* _What to produce_
Please swap "blue sky" for "cloudless sky" in the stretch from the line containing "of the blue" through the last line below, and give back only that stretch with nothing else changed.

:::

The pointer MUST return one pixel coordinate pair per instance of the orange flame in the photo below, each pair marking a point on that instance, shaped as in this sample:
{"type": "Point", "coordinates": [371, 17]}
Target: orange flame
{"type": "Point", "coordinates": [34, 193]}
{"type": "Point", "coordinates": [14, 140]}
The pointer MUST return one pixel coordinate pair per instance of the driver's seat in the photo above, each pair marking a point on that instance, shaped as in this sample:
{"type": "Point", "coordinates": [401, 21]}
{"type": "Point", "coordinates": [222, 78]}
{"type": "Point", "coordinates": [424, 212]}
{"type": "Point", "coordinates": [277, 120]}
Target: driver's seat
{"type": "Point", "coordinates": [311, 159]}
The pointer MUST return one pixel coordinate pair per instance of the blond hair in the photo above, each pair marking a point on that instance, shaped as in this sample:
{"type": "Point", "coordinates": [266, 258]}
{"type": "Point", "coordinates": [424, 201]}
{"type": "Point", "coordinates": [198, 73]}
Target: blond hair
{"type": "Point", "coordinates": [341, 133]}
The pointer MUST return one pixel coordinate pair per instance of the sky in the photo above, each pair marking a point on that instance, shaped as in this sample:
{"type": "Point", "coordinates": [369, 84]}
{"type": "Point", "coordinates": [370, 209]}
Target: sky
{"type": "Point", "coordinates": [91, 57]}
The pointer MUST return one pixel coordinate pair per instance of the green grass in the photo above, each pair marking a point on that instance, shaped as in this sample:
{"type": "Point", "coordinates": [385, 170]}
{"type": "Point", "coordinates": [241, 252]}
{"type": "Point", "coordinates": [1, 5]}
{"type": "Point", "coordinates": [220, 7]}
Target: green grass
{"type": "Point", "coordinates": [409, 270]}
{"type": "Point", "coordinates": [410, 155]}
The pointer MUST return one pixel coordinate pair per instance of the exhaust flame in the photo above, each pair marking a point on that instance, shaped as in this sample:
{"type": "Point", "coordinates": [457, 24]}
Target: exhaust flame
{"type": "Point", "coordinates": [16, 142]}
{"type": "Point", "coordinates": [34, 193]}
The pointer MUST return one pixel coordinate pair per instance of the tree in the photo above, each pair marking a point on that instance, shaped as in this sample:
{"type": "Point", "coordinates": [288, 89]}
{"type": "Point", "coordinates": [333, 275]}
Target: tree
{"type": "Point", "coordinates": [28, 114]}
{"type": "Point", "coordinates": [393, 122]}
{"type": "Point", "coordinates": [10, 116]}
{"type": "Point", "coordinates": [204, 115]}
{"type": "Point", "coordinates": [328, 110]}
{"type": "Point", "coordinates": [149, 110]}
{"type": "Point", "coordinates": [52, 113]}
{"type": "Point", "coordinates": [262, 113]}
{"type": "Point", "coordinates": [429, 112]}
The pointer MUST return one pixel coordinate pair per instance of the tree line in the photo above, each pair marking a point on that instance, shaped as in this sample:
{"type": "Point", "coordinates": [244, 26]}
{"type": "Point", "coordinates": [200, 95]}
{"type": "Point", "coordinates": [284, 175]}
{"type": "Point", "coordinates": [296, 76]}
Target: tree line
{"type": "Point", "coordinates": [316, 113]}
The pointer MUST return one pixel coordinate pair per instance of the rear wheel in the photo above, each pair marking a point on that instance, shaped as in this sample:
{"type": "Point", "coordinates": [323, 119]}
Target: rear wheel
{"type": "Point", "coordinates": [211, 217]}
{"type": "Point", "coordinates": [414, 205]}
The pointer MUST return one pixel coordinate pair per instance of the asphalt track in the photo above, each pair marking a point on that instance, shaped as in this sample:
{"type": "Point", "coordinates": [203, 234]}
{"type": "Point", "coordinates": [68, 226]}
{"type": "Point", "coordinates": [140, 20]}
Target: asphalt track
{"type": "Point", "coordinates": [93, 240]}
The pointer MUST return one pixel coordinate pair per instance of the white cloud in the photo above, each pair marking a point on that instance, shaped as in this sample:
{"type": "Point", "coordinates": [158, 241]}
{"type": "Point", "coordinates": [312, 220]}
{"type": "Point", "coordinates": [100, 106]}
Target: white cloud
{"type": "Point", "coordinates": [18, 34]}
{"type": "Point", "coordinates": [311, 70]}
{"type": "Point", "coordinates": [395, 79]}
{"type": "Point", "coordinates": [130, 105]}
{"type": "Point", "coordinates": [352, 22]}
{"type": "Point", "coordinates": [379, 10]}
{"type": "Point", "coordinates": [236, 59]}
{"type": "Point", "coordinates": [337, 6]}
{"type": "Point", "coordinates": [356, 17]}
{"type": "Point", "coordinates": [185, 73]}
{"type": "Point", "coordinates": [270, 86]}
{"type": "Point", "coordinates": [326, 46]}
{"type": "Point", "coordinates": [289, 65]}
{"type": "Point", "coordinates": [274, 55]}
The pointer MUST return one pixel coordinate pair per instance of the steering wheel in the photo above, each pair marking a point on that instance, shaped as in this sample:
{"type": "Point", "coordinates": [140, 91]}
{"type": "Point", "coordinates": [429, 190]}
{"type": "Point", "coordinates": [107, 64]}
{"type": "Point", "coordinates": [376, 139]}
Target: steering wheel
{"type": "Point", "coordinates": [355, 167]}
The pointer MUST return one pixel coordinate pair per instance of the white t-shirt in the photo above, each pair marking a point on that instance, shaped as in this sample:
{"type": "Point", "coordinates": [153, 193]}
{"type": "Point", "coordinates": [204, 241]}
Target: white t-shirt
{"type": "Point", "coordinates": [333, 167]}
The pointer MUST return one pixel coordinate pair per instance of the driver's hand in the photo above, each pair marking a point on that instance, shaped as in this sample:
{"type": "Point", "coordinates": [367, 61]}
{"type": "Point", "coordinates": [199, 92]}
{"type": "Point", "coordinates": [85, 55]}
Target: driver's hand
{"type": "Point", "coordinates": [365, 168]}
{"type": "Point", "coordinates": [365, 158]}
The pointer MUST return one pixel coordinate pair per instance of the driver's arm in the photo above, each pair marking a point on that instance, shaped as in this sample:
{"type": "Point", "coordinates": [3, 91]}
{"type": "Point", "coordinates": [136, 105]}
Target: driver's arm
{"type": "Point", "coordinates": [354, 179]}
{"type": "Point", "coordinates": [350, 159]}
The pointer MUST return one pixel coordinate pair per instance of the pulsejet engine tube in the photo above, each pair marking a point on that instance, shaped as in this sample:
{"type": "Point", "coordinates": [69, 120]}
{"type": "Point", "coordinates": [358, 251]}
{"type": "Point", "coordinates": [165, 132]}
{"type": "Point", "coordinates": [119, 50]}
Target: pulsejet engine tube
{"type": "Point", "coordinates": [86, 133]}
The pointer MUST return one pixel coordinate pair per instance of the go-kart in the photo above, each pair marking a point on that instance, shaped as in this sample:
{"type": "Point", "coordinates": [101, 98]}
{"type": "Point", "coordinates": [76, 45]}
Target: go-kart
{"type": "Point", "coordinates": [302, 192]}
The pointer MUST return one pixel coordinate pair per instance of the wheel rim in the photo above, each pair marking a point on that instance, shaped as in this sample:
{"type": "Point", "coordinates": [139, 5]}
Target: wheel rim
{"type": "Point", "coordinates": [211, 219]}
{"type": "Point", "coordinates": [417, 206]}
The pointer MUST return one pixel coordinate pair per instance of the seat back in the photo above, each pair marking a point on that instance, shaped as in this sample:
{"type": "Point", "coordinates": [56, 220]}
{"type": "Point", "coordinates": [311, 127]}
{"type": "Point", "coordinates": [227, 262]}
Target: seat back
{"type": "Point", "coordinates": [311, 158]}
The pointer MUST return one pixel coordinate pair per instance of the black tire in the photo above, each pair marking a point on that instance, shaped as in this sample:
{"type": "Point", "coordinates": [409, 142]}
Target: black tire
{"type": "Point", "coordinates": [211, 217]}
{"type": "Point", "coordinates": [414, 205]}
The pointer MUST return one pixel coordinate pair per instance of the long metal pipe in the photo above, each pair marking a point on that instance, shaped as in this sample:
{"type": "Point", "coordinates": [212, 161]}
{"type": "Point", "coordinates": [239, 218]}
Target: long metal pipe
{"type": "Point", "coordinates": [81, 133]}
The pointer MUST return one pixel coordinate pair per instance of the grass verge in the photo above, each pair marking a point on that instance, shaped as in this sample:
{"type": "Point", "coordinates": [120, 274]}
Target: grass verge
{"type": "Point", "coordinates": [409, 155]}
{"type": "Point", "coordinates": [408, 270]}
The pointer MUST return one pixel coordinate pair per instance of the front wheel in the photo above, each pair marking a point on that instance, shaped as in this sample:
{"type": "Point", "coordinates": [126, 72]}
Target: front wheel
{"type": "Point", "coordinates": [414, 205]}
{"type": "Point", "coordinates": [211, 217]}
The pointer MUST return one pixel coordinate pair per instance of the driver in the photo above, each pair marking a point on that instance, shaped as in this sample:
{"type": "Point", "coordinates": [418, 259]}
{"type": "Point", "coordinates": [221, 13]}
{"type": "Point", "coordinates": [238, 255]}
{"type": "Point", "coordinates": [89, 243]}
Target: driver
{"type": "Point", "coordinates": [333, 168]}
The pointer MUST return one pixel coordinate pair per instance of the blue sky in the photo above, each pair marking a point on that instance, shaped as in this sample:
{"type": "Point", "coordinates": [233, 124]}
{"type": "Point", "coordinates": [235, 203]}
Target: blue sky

:::

* _Task answer_
The pointer MUST return one pixel coordinate pair per instance of the cloudless sky in the photo above, each pair marking a point on that instance, shaped as in this sample:
{"type": "Point", "coordinates": [233, 124]}
{"type": "Point", "coordinates": [235, 203]}
Target: cloudless sky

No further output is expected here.